### Source
AMENDMENT NO. 4 TO THE ENSCO 2005 SUPPLEMENTAL EXECUTIVE RETIREMENT PLAN (As Amended and Restated Effective January 1, 2005)
Exhibit 10.10
AMENDMENT NO. 4 TO THE
ENSCO 2005 SUPPLEMENTAL EXECUTIVE RETIREMENT PLAN
(As Amended and Restated Effective January 1, 2005)
THIS AMENDMENT No. 4, executed this 14th day of May 2012, and effective as of the time and/or dates specifically provided herein, by ENSCO International Incorporated, having its principal office in Houston, Texas (hereinafter referred to as the Company).

### Direction
Decide whether each statement agrees with the retirement plan amendment above. Answer yes or no for each, and quote the deciding words of the amendment. 1. The amendment was executed in May 2012. 2. The Company's principal office is in Dallas, Texas. 3. The plan was amended and restated effective January 1, 2005.

### Record set
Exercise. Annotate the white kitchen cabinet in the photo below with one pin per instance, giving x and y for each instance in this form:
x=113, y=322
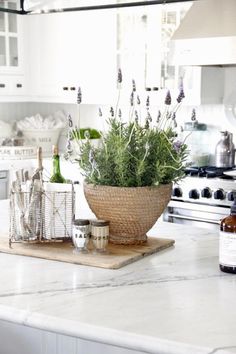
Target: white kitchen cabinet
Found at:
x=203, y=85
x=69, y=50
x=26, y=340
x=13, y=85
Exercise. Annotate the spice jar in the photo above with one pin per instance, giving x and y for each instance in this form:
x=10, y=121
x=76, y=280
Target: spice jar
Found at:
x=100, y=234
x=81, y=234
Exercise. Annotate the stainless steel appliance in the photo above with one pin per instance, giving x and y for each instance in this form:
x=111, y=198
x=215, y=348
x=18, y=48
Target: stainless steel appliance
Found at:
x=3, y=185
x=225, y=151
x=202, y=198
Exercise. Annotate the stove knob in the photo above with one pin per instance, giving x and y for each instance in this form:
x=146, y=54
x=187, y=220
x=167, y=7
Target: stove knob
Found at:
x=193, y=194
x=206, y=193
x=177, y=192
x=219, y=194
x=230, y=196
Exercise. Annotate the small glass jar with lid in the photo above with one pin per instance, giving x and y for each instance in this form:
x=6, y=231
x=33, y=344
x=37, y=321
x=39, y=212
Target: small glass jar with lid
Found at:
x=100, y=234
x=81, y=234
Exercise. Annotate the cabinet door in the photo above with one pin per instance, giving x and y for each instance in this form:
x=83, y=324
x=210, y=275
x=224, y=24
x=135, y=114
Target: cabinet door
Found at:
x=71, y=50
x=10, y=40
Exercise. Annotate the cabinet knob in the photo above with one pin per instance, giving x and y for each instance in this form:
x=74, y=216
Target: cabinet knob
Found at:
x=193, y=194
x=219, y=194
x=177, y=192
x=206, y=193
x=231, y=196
...
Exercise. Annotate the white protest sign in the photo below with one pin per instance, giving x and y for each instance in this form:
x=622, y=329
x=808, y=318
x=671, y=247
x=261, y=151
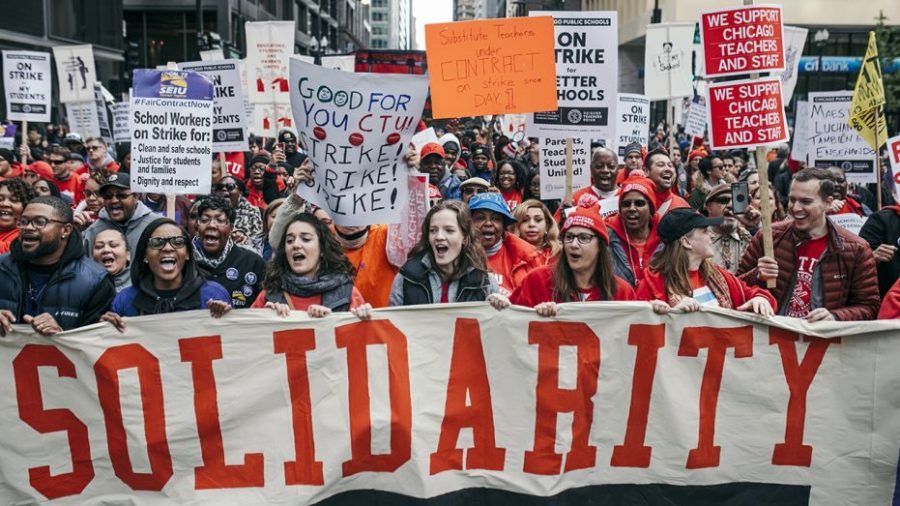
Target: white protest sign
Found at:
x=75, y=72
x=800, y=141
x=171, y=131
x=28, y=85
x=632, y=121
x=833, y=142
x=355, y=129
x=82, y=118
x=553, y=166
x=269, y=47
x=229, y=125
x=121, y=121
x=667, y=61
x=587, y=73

### Exercise output
1. Yes: "executed this 14th day of May 2012"
2. No: "having its principal office in Houston, Texas"
3. Yes: "As Amended and Restated Effective January 1, 2005"